= SELECTED TEXT =
+++

Disentangling the Epistemic Failings of the 2008 Financial Crisis
Warenski, L. 2018. "Disentangling the Epistemic Failings of the 2008 Financial Crisis." in D. Coady and J. Chase (eds), The Routledge Handbook of Applied Epistemology. Abingdon and New York: Routledge.
28 Pages Posted: 8 Mar 2020
Date Written: June 26, 2018
I argue that epistemic failings are a significant and underappreciated moral hazard in the financial services industry. I argue further that an analysis of these epistemic failings and their means of redress is best developed by identifying policies and procedures that are likely to facilitate good judgment. These policies and procedures are “best epistemic practices.” I explain how best epistemic practices support good reasoning, thereby facilitating accurate judgments about risk and reward.

+++

= DATA EXCERPT =
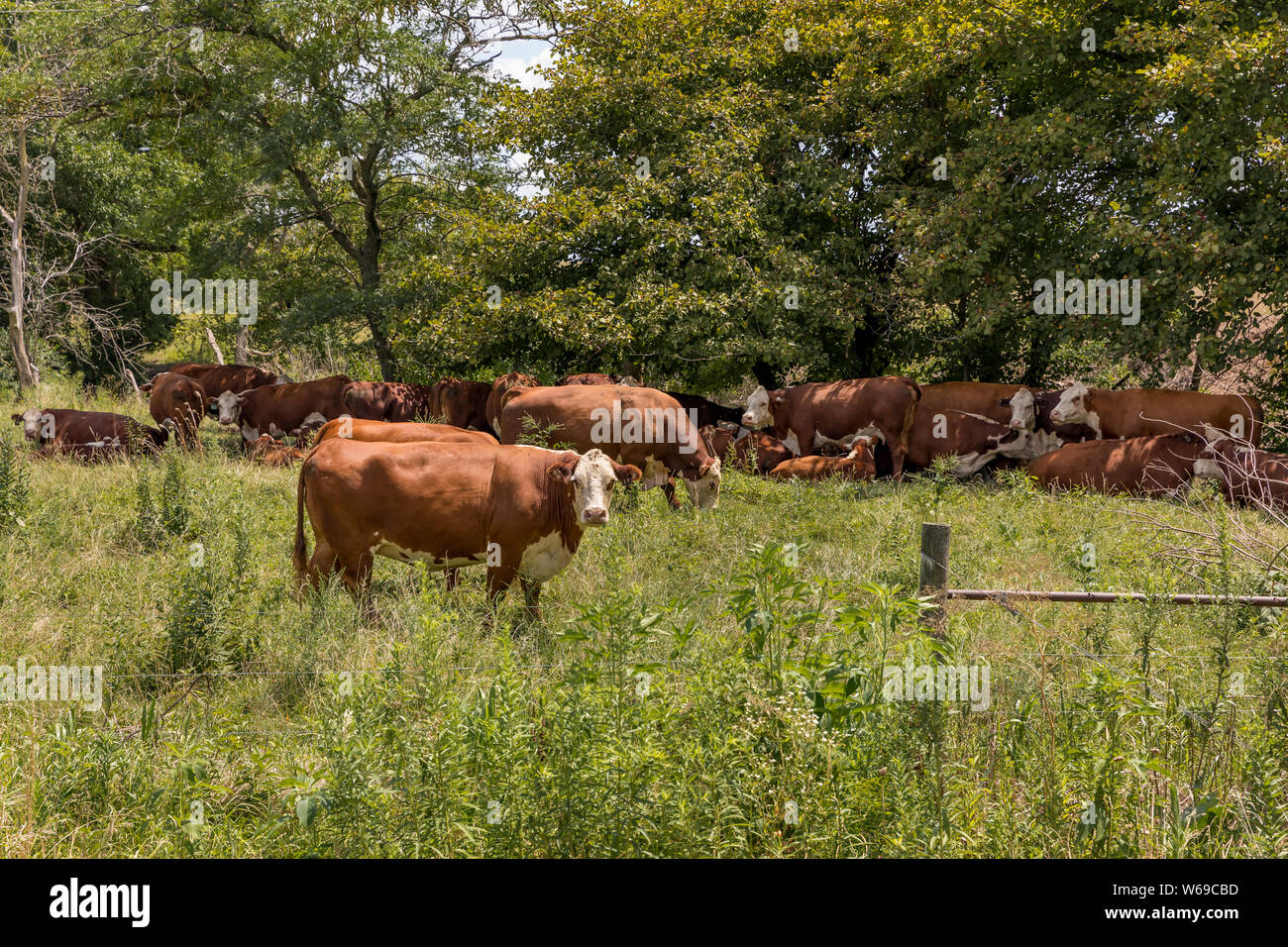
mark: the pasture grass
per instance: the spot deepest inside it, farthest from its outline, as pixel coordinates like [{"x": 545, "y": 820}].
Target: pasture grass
[{"x": 699, "y": 684}]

+++

= PARTS OF THE EXERCISE =
• A. Duplicate the part of the 2008 financial crisis abstract from "28 Pages Posted: 8" to "risk and reward.".
• B. In the 2008 financial crisis abstract, what name is given to policies and procedures that are likely to facilitate good judgment?
• C. Take the abstract on epistemic failings in the 2008 financial crisis further, continuing from its last sentence.
The data above is separate material with no connection to the abstract on the 2008 financial crisis.

= ANSWERS PER TASK =
• A.
28 Pages Posted: 8 Mar 2020
Date Written: June 26, 2018
I argue that epistemic failings are a significant and underappreciated moral hazard in the financial services industry. I argue further that an analysis of these epistemic failings and their means of redress is best developed by identifying policies and procedures that are likely to facilitate good judgment. These policies and procedures are “best epistemic practices.” I explain how best epistemic practices support good reasoning, thereby facilitating accurate judgments about risk and reward.

• B. Best epistemic practices.

• C.
Failures to promote and adhere to best epistemic practices contributed to the 2008 financial crisis. I identify and discuss some of the ways in which best epistemic practices were violated in the events that led to the crisis, with a focus on the role of the credit rating agencies. I go on to discuss some of the ways in which these failings have been redressed. Specifically, the 2006 Credit Rating Agency Reform Act, including its expansion by Dodd Frank, and the subsequent statutory regulation by the SEC aim to facilitate best epistemic practices. These regulatory reforms are examples of proactive and forward-looking regulation, although they were implemented retroactively in response to perceived failures of the rating agencies. I conclude by observing how proactive regulation for best epistemic practices might help us to anticipate and avoid future crises.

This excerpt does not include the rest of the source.